YOUR OBJECTIVE:
Quote the lines of the data below verbatim, beginning at the line that contains "Could you please point out the truck" and ending at the last line, both included, and excluding pictures.

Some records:
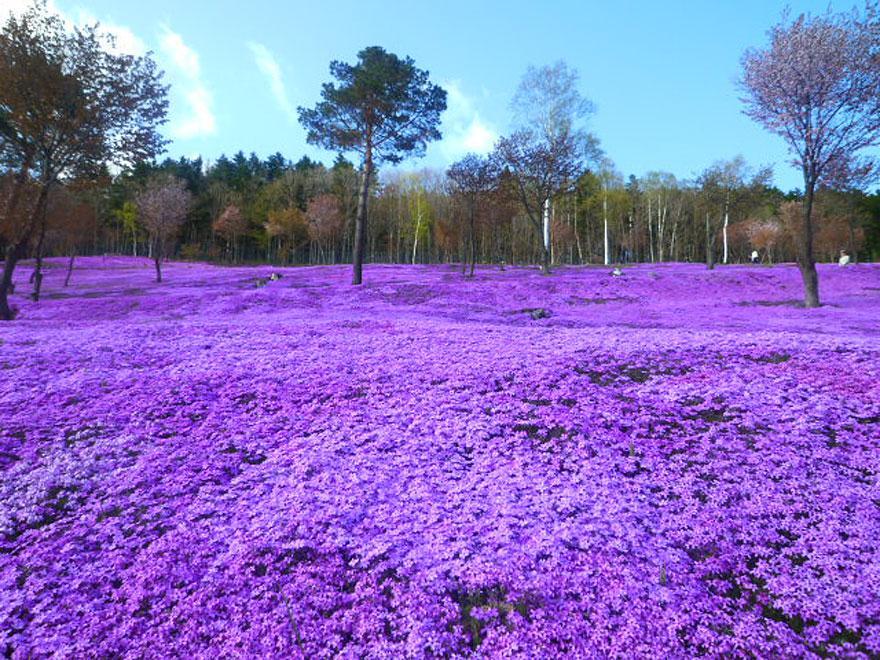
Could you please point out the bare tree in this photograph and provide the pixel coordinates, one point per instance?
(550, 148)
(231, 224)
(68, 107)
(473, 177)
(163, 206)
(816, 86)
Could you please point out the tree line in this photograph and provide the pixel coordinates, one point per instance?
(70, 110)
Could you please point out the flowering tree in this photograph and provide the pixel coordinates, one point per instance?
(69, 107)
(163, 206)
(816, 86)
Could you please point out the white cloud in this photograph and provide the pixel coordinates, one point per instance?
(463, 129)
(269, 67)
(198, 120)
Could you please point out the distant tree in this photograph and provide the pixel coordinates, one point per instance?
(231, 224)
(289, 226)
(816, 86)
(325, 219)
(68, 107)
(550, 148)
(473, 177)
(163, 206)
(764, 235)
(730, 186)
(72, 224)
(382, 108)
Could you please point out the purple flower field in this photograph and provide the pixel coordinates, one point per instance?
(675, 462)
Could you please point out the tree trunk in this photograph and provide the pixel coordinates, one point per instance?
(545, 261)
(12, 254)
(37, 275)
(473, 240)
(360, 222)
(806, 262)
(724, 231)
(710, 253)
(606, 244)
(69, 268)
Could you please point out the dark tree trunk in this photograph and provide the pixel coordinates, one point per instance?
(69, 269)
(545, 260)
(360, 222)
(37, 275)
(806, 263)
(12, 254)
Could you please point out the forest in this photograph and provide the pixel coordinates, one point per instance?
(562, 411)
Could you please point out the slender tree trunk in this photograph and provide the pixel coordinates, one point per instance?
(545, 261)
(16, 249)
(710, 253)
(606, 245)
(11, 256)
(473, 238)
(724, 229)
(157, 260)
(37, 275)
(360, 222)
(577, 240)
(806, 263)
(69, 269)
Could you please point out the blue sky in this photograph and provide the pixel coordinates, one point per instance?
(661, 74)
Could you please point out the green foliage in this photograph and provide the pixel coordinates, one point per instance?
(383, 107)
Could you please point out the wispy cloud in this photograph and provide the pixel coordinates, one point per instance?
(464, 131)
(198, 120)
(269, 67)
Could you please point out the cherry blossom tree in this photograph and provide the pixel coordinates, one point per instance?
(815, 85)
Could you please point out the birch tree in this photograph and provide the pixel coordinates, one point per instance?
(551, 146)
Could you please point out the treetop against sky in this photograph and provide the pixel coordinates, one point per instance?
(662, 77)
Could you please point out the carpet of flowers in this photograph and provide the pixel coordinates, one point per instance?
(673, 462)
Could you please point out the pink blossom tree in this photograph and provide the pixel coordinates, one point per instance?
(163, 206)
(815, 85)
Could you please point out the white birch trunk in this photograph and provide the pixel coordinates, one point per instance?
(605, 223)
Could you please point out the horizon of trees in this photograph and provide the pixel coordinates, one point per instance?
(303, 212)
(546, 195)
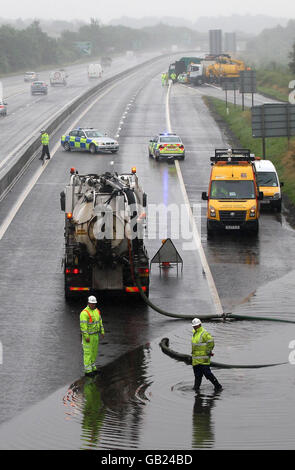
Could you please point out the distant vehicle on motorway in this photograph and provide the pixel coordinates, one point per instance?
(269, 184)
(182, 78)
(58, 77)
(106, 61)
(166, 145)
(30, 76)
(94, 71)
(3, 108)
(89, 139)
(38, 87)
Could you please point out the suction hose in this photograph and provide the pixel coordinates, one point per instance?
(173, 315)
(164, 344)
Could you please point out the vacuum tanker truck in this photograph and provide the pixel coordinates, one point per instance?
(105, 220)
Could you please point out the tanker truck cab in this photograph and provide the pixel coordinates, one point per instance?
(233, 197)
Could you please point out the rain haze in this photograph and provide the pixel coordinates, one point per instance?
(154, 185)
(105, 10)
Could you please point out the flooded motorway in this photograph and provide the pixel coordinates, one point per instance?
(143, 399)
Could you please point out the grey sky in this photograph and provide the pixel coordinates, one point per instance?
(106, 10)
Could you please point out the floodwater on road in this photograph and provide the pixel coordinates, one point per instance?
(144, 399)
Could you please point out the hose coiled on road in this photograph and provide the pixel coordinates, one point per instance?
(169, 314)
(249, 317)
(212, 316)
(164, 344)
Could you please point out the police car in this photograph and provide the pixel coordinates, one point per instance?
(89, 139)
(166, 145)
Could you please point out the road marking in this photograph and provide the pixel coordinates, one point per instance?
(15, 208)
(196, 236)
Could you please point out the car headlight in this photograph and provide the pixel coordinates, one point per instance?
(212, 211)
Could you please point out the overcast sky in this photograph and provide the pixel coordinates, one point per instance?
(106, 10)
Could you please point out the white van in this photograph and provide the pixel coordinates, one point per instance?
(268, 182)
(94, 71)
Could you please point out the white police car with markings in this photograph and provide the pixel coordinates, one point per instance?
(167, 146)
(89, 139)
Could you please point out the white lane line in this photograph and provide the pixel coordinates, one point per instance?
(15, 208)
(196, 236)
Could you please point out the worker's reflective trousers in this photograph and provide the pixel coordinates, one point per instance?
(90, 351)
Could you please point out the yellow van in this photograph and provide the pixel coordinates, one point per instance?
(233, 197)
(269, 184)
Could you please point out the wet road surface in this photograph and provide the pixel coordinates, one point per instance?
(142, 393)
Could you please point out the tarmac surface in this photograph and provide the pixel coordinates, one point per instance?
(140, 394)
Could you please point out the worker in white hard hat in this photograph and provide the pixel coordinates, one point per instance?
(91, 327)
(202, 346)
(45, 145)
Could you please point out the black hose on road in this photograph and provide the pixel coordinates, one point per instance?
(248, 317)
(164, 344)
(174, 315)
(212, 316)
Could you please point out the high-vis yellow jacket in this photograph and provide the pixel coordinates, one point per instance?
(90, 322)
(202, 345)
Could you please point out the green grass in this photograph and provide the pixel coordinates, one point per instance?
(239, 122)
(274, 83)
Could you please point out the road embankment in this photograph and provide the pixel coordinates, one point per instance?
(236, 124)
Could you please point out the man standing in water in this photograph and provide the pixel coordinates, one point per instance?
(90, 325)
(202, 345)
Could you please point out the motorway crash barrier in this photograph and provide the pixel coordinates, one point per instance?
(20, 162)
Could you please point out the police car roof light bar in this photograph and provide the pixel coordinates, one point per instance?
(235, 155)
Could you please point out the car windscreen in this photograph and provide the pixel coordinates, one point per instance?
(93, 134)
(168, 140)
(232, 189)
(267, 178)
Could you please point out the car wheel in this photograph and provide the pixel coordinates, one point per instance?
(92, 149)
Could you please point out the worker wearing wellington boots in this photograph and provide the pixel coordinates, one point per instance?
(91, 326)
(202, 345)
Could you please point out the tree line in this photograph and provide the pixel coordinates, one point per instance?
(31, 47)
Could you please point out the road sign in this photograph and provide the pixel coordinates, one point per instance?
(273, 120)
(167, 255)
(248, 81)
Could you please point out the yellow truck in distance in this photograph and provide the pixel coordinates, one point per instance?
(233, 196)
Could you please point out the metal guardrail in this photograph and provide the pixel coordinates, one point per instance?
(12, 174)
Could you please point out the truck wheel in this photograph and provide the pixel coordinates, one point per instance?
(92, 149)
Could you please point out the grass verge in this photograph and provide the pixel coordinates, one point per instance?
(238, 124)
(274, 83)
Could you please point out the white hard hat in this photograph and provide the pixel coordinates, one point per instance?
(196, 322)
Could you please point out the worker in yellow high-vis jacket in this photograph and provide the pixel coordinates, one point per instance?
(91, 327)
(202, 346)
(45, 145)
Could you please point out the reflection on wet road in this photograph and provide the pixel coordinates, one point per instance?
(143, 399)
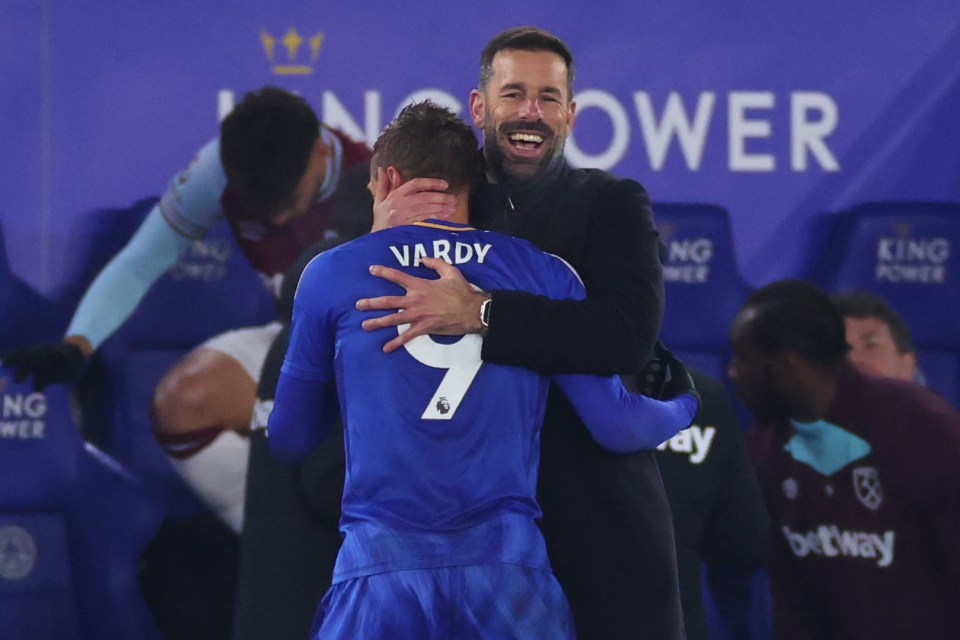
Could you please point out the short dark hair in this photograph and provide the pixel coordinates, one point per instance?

WRITTEN SOLUTION:
Could you please point out the truck wheel in this photograph and provide the pixel coordinates, one point per instance?
(92, 149)
Could you please point out the grass verge in this photograph and provide the pixel coordinates, one point per instance?
(238, 124)
(274, 83)
Could you please point out the white hard hat in this photograph and provide the pixel coordinates, one point per instance?
(196, 322)
Could you please point out the worker in yellow high-vis jacket in this photograph and provide the pixel coordinates, one point per instance?
(91, 327)
(202, 346)
(45, 145)
Could you please point out the reflection on wet road in this photograph and provide the pixel coordinates, one point per instance?
(143, 399)
Could you please point out the short dark hair in this photograph and provide the pixel coordinates, one point per instance?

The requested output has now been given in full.